- Task to complete
Please copy the data below word for word, every line of it.

- Extracted entries
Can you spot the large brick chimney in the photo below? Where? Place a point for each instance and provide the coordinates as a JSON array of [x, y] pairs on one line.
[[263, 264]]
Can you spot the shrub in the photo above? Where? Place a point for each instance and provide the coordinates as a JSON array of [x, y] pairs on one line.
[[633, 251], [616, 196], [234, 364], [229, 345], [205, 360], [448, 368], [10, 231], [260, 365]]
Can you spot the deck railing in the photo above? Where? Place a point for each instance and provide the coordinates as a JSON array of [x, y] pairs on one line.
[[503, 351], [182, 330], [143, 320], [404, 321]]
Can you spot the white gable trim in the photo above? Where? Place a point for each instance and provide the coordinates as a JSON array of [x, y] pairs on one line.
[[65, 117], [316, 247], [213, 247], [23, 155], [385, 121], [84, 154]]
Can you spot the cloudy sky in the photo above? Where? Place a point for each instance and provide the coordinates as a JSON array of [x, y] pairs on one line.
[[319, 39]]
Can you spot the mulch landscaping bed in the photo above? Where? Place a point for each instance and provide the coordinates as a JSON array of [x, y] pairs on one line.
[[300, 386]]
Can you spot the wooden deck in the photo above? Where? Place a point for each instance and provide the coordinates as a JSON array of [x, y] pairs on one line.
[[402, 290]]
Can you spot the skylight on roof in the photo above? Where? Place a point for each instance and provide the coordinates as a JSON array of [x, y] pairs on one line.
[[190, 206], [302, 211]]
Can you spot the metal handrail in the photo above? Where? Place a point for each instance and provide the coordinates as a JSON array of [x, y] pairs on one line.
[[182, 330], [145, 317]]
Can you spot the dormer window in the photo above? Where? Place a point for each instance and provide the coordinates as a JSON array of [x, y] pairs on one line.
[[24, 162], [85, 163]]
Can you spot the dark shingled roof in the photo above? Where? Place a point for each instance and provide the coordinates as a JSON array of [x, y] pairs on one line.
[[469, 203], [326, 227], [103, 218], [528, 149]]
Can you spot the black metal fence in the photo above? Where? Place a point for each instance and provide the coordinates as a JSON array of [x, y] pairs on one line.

- Full response
Can you spot the large brick chimney in the photo below? Where? Place a point for each instance and provide the coordinates as a JSON array of [x, y] pairs on one line.
[[263, 264]]
Can you spot the shrub in the photo above? Where? Place a point for each instance and provide the coordinates as a JSON array of [x, y] pairs on one line.
[[633, 251], [616, 196], [234, 364], [229, 345], [205, 360], [448, 368], [10, 231], [260, 365]]
Can you spot the deck railing in the photo above? Where? Place a point for each instance and provide the coordinates as a JSON array of [x, y] pairs on one line.
[[503, 351], [182, 330], [143, 320], [404, 321]]
Can you spot the white gable trim in the photo above? Where? Place a point for each instance and provide the coordinates as a JSON array of [x, y] pairs on one line.
[[65, 117], [316, 247], [213, 247], [23, 155], [385, 121], [84, 154]]
Can you spot the cloudy sky in the photo above? Where? Place a point for each instance and provide the coordinates as a JSON array of [x, y] pairs on one line.
[[319, 39]]
Can you spot the mulch landscaping bed in the photo above? Where? Place a point for each instance and provide the coordinates as a JSON array of [x, y] pairs on one line.
[[300, 386]]
Can you spot the wooden deck in the photo above? Where? Place a point for each instance and provide the coordinates as a JSON array of [x, y] pairs on one line.
[[402, 290]]
Can you spot the skylight on roof in the photo above? Where? Place a point for each instance and provide the coordinates as a JSON array of [x, y] pairs on one line.
[[190, 206], [302, 211]]
Can you spot the metal handrail in the photo above? Where? Place a point for each instance and provide the coordinates as a JSON array of [x, y] pairs on one line.
[[182, 330], [145, 317]]
Can you spot the dormer window in the photo above? Where? Place a point for each instance and provide the coordinates as a JSON array of [x, y] pairs on one line.
[[24, 162], [85, 163]]
Can you spot the dark shingled roof in the photo above? Where? Place a point for each instance and provide the coordinates as a JSON array of [x, y] pairs on one line.
[[469, 203], [326, 227], [103, 218], [528, 149]]
Can you spot the black metal fence in the photo above? Where? Place a point for each instance and provide the coordinates as a JSON array of [x, y] pairs on one line.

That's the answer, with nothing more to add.